RETO:
Retome el texto sobre el origen del bikini y prosígalo a partir de su última oración.

FRAGMENTO DEL TEXTO:
──────
Spitaletta: La anatómica bomba del bikini
Cuando vi la película el Dr. No, llevaba ya cuatro años de haberse estrenado. Mamá compraba en una farmacia de Bello (quizá la de Pompilio Hernández) unas revistas de cine y farándula. Y ahí estaba, en bikini, la despampanante Ursula Andress. Y después, en los afiches y “fotofijas” de las carteleras del Teatro Bello, mostraban a la misma chica en bikini, con una daga al cinto. El embeleso frente a los carteles y fotografías cinematográficos era casi de babeo, o, desde otra mirada, de unas ganas enormes de entrar cuanto antes a la sala a encontrarse, en especial, con las actrices como la que, en otro afiche, tenía unas caracolas en las manos, tal vez para escuchar el canto de las sirenas.
Por aquellos días, entre la infancia que se desanudaba y la adolescencia que apenas estaba anunciándose con sus alertas de deseos y otras sensaciones inéditas, uno se enamoraba de las actrices del cinematógrafo. Eran las primeras novias de ficción, enormes en la pantalla, bellas, despampanantes. Y cuando vi a la que después me encontraría en aquel teatro de parroquia, pasó a engrosar mi colección de mujeres de pantalla grande, inalcanzables, que acompañaron sueños y otros deslumbres en los que la imaginación era un ingrediente fundamental.
Y así como ya tenía en mis registros sentimentales a Raquel Welch, Sophia Loren, Claudia Cardinale y otras divas italianas y del cine de Hollywood, el más popular entonces, la del bikini atrevido en la película del agente 007, engordó el álbum de las pasiones de colección.
La prenda mínima, blanca, que lucía la actriz que a principios de los sesenta causó una conmoción mundial y atiborró páginas de revistas y diarios, sí, claro, el bikini, había sido un invento de dieciséis años antes de estrenarse la citada película sobre el agente creado por Ian Fleming. Un ingeniero, diseñador de automóviles, el francés Louis Réard, en el verano de 1946 tuvo la luminosa idea de crear un mínimo vestido de baño, en dos piezas, para que las muchachas disfrutaran más del sol y, de paso, ofrecieran a los ojos de los demás, en particular de los mirones muchachos, un espectáculo sin muchas reservas.
El mundo acababa de salir de una espantosa conflagración. Un año antes, el 6 y 9 de agosto de 1945, los Estados Unidos, en una acción que para distintos analistas, historiadores y otros estudiosos se trató de un genocidio, de un crimen de guerra, arrojaron dos bombas atómicas en Hiroshima y Nagasaki. Era el principio de la posguerra y también de la llamada Guerra Fría. Y las potencias entraban en la enloquecida carrera por desarrollar nuevas armas y experimentar más en asuntos de energía nuclear. En el atolón Bikini, en el Pacífico, los gringos hicieron varias pruebas con artefactos nucleares, cuyo comienzo de explosiones fue el 1º de julio de 1946.
──────
MATERIAL MOSTRADO:
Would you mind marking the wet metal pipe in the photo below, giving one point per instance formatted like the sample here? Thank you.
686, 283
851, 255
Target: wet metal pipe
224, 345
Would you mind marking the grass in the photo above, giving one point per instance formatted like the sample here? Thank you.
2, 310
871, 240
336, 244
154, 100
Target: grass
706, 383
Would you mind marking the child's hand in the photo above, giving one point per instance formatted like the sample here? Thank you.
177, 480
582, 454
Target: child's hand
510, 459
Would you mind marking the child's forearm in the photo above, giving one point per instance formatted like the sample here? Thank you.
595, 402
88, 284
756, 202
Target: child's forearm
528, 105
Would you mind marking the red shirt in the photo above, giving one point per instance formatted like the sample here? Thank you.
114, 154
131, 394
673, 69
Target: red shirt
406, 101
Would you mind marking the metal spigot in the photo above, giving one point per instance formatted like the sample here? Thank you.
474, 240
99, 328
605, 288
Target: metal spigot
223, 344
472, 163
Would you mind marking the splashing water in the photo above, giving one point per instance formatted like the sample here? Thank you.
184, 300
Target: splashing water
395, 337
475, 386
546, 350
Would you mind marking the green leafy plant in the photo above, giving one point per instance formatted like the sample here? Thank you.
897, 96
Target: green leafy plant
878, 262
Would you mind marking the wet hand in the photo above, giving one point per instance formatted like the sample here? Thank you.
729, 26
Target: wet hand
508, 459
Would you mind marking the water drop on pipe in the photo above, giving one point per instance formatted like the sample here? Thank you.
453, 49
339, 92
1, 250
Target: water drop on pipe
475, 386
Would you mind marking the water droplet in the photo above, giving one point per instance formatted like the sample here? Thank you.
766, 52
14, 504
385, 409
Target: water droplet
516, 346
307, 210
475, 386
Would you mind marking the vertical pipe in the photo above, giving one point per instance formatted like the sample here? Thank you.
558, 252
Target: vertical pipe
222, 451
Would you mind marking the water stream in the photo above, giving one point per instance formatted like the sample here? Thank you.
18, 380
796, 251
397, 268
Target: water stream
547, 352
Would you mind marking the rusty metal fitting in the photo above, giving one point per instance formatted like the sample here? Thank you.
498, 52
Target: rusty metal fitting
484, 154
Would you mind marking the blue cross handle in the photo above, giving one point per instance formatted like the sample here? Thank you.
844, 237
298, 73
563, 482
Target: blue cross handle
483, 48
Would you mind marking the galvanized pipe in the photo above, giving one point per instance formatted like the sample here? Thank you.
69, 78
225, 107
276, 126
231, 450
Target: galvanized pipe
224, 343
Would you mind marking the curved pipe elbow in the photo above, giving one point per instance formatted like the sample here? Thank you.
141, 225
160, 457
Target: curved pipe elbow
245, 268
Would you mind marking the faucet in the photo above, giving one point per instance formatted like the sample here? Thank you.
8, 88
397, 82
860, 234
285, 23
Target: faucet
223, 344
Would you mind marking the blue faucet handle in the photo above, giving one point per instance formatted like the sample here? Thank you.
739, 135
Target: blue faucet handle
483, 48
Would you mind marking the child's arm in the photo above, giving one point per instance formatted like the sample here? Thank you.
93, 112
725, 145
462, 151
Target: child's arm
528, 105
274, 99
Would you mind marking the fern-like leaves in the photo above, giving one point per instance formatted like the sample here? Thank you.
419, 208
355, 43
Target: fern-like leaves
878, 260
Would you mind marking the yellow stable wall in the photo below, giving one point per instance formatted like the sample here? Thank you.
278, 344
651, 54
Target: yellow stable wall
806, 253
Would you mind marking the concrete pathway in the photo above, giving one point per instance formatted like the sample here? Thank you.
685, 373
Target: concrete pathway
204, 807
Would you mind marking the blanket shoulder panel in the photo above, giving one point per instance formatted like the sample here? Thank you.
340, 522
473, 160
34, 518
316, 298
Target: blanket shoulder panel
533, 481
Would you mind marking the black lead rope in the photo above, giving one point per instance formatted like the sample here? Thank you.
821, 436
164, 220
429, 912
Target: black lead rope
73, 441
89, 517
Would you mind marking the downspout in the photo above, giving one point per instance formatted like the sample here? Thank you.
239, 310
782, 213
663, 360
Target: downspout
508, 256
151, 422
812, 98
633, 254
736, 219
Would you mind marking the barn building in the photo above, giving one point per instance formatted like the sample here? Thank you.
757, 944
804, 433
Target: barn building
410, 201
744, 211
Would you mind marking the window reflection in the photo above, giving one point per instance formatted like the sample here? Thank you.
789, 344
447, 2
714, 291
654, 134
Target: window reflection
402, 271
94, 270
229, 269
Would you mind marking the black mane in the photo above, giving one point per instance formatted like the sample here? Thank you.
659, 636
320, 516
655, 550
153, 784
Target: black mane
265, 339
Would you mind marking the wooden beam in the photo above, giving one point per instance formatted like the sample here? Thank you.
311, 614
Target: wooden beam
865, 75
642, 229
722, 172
──────
RESPUESTA:
Cuatro días después, Réard lanzó la prenda que sería toda una revolución. “El bikini: una bomba anatómica”, rezaba el slogan de los dos fragmentos de tela, una banda arriba, otra abajo, que conformaban la minúscula vestimenta que las muchachas iban a lucir en piscinas y playas del orbe. Entonces no fue fácil encontrar quién la estrenara. El ingeniero devenido diseñador de moda acuática seleccionó el complejo de piscinas Molitor al que iba la crème parisina.
Ninguna modelo se atrevió a presentarse con esa miniatura que posibilitaba mostrar lo que por mucho tiempo ocultaron las bañistas : el ombligo. Y fue cuando una bailarina, de 19 años, Micheline Bernardini, estrella del Casino de París, se encargó de activar el detonante. Desfiló con el bikini y fue portada de todos los periódicos del mundo. Una sensación que sería motivo de pulpitazos, moralismos, discursos frenéticos sobre el cuerpo de la mujer y, claro, una oportunidad para diseñadores, fabricantes, modelos… Era la explosión anatómica que calentó la Guerra Fría.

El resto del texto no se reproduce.